### TASK BRIEF:
With the pictures omitted, write out the entries that follow exactly as they stand.

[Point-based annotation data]

--- BEGIN ---

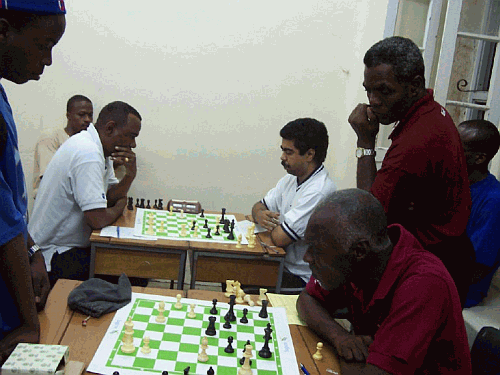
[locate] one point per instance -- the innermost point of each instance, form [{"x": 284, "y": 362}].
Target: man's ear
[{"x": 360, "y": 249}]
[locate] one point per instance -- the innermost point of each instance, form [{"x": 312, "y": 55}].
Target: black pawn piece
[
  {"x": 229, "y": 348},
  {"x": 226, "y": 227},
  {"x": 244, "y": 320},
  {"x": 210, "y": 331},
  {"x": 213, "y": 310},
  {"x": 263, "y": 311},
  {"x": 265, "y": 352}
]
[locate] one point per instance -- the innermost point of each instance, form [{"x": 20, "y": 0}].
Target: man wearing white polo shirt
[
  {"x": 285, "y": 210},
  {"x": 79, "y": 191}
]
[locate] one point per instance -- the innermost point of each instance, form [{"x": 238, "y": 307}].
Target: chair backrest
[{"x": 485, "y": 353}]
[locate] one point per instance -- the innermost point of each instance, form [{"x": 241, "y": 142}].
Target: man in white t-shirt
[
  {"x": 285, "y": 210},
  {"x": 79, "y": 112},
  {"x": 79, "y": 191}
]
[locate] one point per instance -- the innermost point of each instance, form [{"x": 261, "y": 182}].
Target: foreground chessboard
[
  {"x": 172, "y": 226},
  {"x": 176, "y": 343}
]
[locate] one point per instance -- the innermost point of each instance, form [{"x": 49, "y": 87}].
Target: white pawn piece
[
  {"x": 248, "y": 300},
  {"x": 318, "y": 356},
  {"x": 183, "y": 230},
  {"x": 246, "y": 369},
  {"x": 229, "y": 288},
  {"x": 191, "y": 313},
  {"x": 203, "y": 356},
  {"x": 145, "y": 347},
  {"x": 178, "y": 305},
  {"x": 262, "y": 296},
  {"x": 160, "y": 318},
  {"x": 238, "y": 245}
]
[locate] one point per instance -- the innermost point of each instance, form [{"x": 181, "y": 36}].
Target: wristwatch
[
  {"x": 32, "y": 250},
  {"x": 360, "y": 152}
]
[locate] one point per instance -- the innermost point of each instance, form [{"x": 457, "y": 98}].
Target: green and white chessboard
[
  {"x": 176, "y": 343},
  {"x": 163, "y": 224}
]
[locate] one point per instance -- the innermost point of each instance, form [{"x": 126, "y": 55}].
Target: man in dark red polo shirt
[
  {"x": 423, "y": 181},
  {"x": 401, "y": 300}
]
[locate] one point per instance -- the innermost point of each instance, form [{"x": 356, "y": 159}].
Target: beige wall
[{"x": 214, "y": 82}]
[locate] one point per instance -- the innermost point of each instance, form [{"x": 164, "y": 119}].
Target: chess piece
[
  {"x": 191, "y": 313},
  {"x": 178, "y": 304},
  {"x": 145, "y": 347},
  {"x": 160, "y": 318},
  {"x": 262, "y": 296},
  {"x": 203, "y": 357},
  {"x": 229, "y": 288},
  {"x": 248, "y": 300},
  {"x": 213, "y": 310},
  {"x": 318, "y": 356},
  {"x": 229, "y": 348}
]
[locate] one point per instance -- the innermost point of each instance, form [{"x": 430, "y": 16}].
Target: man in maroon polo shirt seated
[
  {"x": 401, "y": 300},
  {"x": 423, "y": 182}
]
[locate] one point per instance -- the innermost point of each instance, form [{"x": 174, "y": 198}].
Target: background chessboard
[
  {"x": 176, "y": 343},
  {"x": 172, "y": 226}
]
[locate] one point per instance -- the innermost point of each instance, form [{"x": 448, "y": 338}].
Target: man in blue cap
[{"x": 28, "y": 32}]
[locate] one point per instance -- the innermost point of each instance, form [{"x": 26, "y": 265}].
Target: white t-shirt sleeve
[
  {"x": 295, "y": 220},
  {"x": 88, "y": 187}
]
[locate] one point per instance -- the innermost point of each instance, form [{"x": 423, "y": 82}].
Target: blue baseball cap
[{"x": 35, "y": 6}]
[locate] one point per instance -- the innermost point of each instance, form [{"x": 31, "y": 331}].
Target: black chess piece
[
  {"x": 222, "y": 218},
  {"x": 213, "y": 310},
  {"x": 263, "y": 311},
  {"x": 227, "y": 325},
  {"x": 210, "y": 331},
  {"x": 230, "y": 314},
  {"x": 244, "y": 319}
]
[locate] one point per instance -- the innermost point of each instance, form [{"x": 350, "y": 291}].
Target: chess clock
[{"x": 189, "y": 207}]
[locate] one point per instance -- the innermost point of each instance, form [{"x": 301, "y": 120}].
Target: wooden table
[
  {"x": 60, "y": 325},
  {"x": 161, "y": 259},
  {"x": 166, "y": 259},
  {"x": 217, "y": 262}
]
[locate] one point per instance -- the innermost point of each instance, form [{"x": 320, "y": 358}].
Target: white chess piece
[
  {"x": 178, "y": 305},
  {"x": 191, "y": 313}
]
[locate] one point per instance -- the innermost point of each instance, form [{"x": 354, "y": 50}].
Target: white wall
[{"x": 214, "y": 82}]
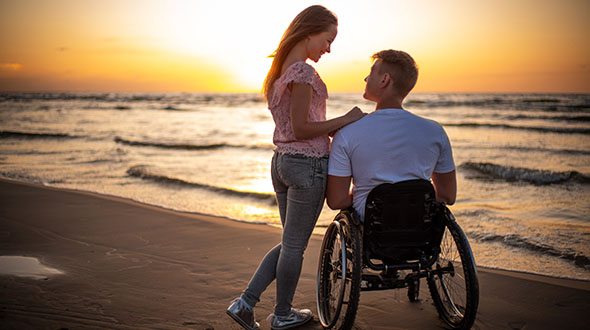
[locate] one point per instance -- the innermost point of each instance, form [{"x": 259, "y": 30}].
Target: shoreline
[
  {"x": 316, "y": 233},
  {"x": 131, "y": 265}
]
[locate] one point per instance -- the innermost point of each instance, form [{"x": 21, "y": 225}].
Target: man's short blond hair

--- END ---

### EXERCISE OUTPUT:
[locate] one point per instance -- the innermost point of each instance, form [{"x": 284, "y": 362}].
Target: man's ear
[{"x": 360, "y": 249}]
[locate] one point per instance -- the innermost point of each instance, form [{"x": 312, "y": 55}].
Target: black pawn piece
[
  {"x": 229, "y": 348},
  {"x": 226, "y": 227},
  {"x": 244, "y": 320},
  {"x": 210, "y": 331},
  {"x": 213, "y": 310},
  {"x": 263, "y": 311},
  {"x": 265, "y": 352}
]
[locate] one point per instance -- the innermost point of each instance, form [{"x": 20, "y": 0}].
Target: man wearing white polo shirt
[
  {"x": 285, "y": 210},
  {"x": 79, "y": 191}
]
[locate] one point per instance -- the innermost point of each instance, form [{"x": 238, "y": 307}].
Target: chair backrest
[{"x": 485, "y": 353}]
[locate] one point per instance -- the innermost point of each instance, form [{"x": 241, "y": 142}].
Target: man in white t-shirt
[
  {"x": 285, "y": 210},
  {"x": 79, "y": 112},
  {"x": 79, "y": 191}
]
[locate] one point per instance -- the innermost point of each instance, form [{"x": 261, "y": 182}].
Target: foreground chessboard
[
  {"x": 172, "y": 226},
  {"x": 176, "y": 343}
]
[locate] one point per instance -- the innermost point of each instance, form [{"x": 49, "y": 87}].
Target: white pawn piece
[
  {"x": 248, "y": 300},
  {"x": 318, "y": 356},
  {"x": 183, "y": 230},
  {"x": 246, "y": 369},
  {"x": 229, "y": 288},
  {"x": 191, "y": 313},
  {"x": 203, "y": 356},
  {"x": 145, "y": 347},
  {"x": 178, "y": 305},
  {"x": 262, "y": 296},
  {"x": 160, "y": 318},
  {"x": 238, "y": 245}
]
[locate] one point per instance -- the innermost point of each instance, form [{"x": 181, "y": 36}].
Target: wristwatch
[
  {"x": 32, "y": 250},
  {"x": 360, "y": 152}
]
[locate] one point per instance -- the innermost point of each instance, form [{"x": 457, "y": 98}].
Target: green and white chessboard
[
  {"x": 176, "y": 343},
  {"x": 163, "y": 224}
]
[locate] one point per instance -- the innermost point of each instance, form [{"x": 126, "y": 55}].
Target: man in dark red polo shirt
[
  {"x": 423, "y": 181},
  {"x": 401, "y": 300}
]
[locate] one point per instance -- the innermost point of each instance, form [{"x": 356, "y": 159}].
Target: beige wall
[{"x": 214, "y": 82}]
[locate] one point per instance -- the innermost point of each instance, form [{"x": 164, "y": 119}].
Target: chess piece
[
  {"x": 191, "y": 313},
  {"x": 178, "y": 304},
  {"x": 145, "y": 347},
  {"x": 160, "y": 318},
  {"x": 262, "y": 296},
  {"x": 203, "y": 357},
  {"x": 229, "y": 288},
  {"x": 248, "y": 300},
  {"x": 213, "y": 310},
  {"x": 318, "y": 356},
  {"x": 229, "y": 348}
]
[locate] one point per instance -- the innermost point of each instance, form [{"x": 430, "y": 16}].
Target: man in maroon polo shirt seated
[
  {"x": 401, "y": 300},
  {"x": 423, "y": 182}
]
[locate] one point per instance -- the innermost point of each instance, form [{"x": 174, "y": 198}].
Target: background chessboard
[
  {"x": 176, "y": 343},
  {"x": 172, "y": 226}
]
[locate] one point per instance -- the innermost point of each instance, form [{"x": 448, "y": 338}].
Target: man in blue cap
[{"x": 28, "y": 32}]
[locate] one point per instance -- the innermost point of each instance, form [{"x": 26, "y": 265}].
Target: white t-shirt sleeve
[
  {"x": 295, "y": 220},
  {"x": 88, "y": 187}
]
[locate] one point per instance -- the innermost point of each instance, form [{"x": 423, "y": 82}].
Target: blue baseball cap
[{"x": 35, "y": 6}]
[locate] one point per instance -- the innermost point of each instance, form [{"x": 31, "y": 331}].
Target: black chess piece
[
  {"x": 222, "y": 218},
  {"x": 213, "y": 310},
  {"x": 263, "y": 311},
  {"x": 227, "y": 325},
  {"x": 210, "y": 331},
  {"x": 230, "y": 314},
  {"x": 244, "y": 319}
]
[locate] one point per instance -- the innermost point of each instance, form [{"x": 350, "y": 291}].
Target: chess clock
[{"x": 189, "y": 207}]
[locate] one point per instance -- the innermost point of each instance, form [{"x": 301, "y": 120}].
Target: wooden table
[
  {"x": 60, "y": 325},
  {"x": 161, "y": 259},
  {"x": 166, "y": 259},
  {"x": 217, "y": 262}
]
[locate] one point per instance -- the innermost point of each instance, form [{"x": 320, "y": 358}].
Target: white chess piece
[
  {"x": 178, "y": 305},
  {"x": 191, "y": 313}
]
[locate] one point per instance -- the innermost point of each instance, form [{"x": 354, "y": 50}].
Target: white wall
[{"x": 214, "y": 82}]
[locate] one point per instance -- the innermost point of each instance, form [{"x": 259, "y": 30}].
Target: shoreline
[
  {"x": 316, "y": 233},
  {"x": 131, "y": 265}
]
[locate] one point per instance -- the innermost point of each instance, form [{"x": 21, "y": 225}].
Target: man's short blond hair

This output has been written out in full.